------ TEXTE

Fascisme et grand capital est composé d’une suite de brefs chapitres qui retracent l’histoire des fascismes italien et allemand avant, pendant et après leur prise du pouvoir, puis qui comparent point par point leurs doctrines, leurs tactiques, leurs politiques économiques et sociales, pour faire ressortir, au-delà des différences de forme, la grande similitude de leurs rôles et tant que sauveurs du capitalisme.
Le basculement vers le fascisme, affirme Guérin, suivra toujours le scénario observé en Italie et en Allemagne. En période stable, le grand capital s’accommode fort bien de la démocratie qui lui permet de gonfler ses profits en toute quiétude. Mais voici que surgit une crise économique aigue qui menace les intérêts capitalistes, ruine les classes moyennes et accule le prolétariat à la misère. La production s’effondre et le chômage s’envole. Les partis de gauche, empêtrés dans le légalisme, se cantonnent à des solutions plus ou moins diluées dans le réformisme, quand ils ne courent pas derrière l’extrême droite, par exemple sur le thème de « l’identité nationale » et ses variations patriotiques. Leurs partis échouent à proposer une alternative au capitalisme et leurs syndicats épuisent les forces du prolétariat à coup de grèves revendicatives sans perspectives. La crise s’intensifie. Ne voyant pas d’autre issue, les classes moyennes, les chômeurs, les petits paysans et une partie de la classe ouvrière se tournent vers le mouvement fasciste qui promet de détruire le « système » pourri et d’ériger une société véritablement « socialiste », égalitaire, probe, forte et ordonnée. Le chef des fascistes est porté au pouvoir par les politiciens de droite (en Italie la « Marche sur Rome » avait été une pantalonnade et, en Allemagne, Hitler a été nommé chancelier après un échec électoral). Enfin les capitalistes qui ne finançaient pas déjà le parti vainqueur se rallient à lui une fois rassurés sur la préservation de leurs intérêts.

------------

- _CONSIGNES_
[1] D'après le texte, dans quelles conditions Hitler a-t-il été nommé chancelier ?
[2] Reprenez sous forme de liste plus courte le paragraphe du texte qui commence par « Le basculement vers le fascisme », sans perdre ses faits principaux.

------ EXTRAIT DE DONNÉES

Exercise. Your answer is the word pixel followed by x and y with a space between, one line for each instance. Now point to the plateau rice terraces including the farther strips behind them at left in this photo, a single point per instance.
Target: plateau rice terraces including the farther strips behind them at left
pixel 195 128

------------
------ EXTRAIT DE DONNÉES

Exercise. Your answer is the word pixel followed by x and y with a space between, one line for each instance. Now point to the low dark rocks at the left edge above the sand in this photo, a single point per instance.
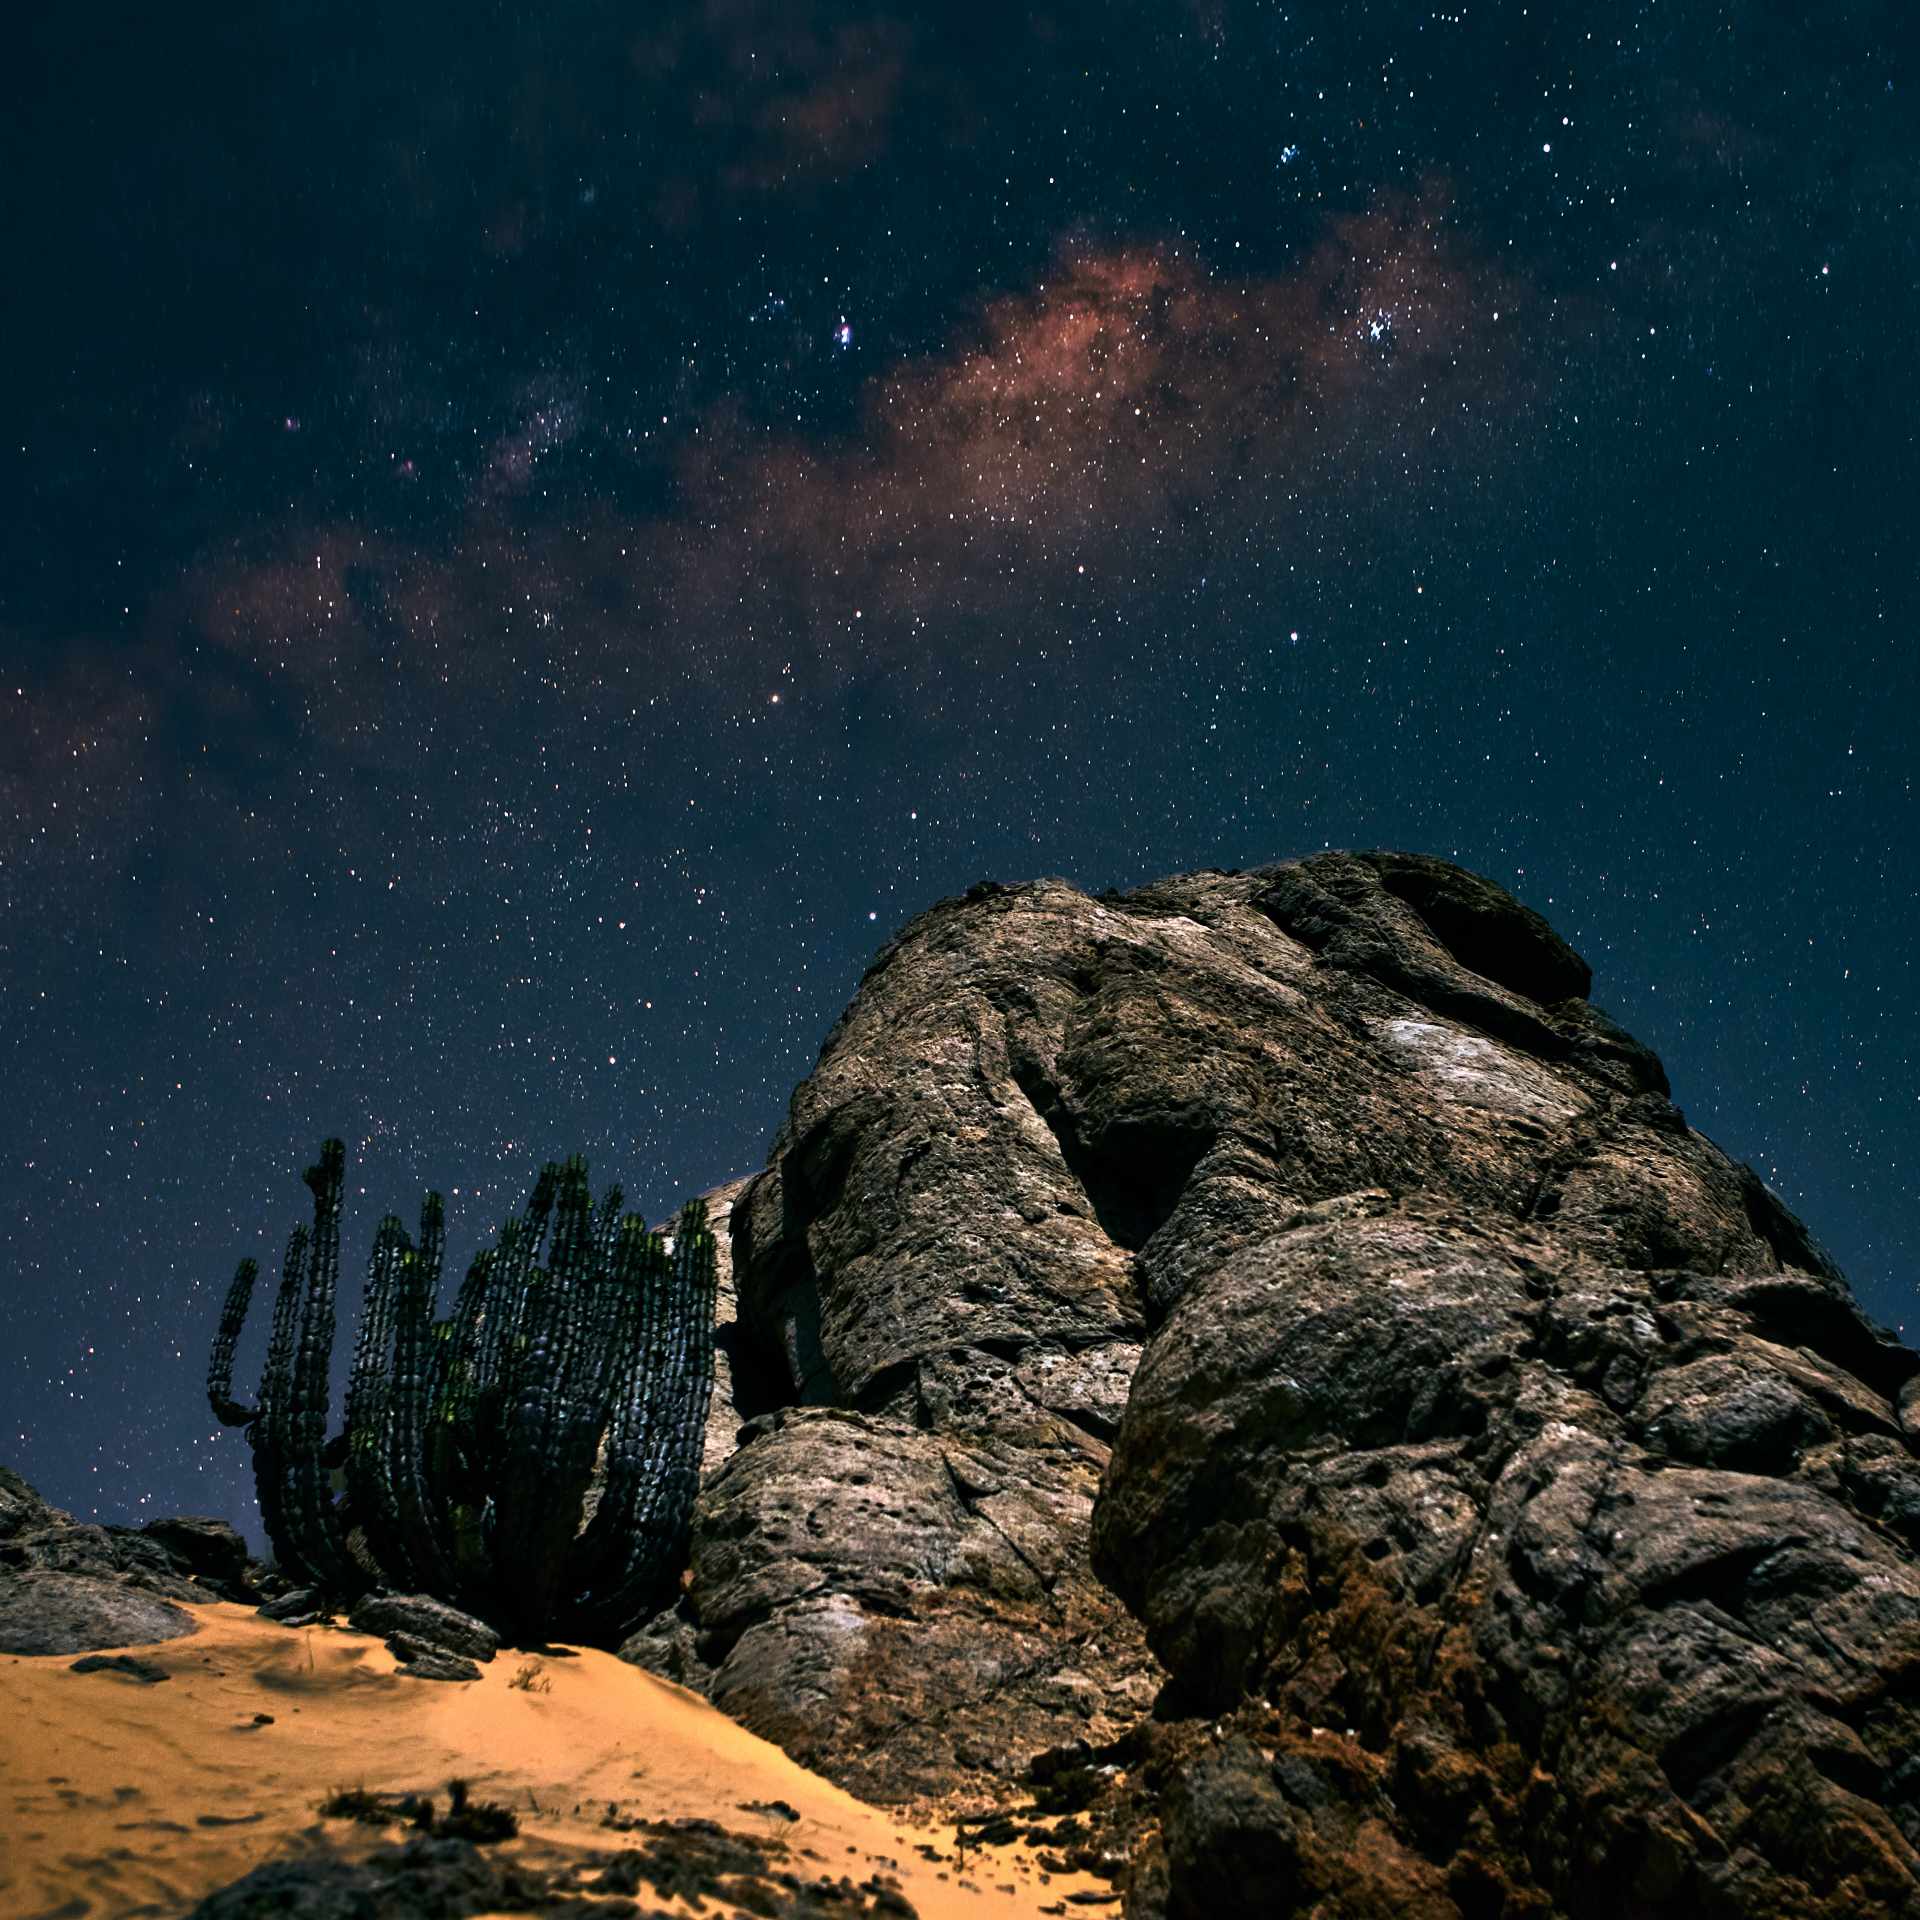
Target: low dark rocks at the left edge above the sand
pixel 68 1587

------------

- _RÉPONSES_
[1] Il a été nommé chancelier après un échec électoral, porté au pouvoir par les politiciens de droite.

[2]
Selon Guérin, le passage au fascisme suit toujours le même scénario qu'en Italie et en Allemagne :
- En période calme, le grand capital s'accommode de la démocratie, qui lui permet de gonfler ses profits.
- Une crise économique aiguë menace les intérêts capitalistes, ruine les classes moyennes et plonge le prolétariat dans la misère. La production s'effondre et le chômage explose.
- Les partis de gauche, enfermés dans le légalisme et le réformisme, courent parfois derrière l'extrême droite. Ils ne proposent pas d'autre voie que le capitalisme. Leurs syndicats épuisent les ouvriers dans des grèves sans perspectives.
- La crise s'aggrave. Les classes moyennes, les chômeurs, les petits paysans et une partie des ouvriers se tournent alors vers le mouvement fasciste. Celui-ci promet de détruire le « système » et de bâtir une société « socialiste », égalitaire, honnête, forte et ordonnée.
- Les politiciens de droite portent le chef fasciste au pouvoir.
- Les capitalistes qui ne finançaient pas encore son parti se rallient à lui, une fois rassurés sur leurs intérêts.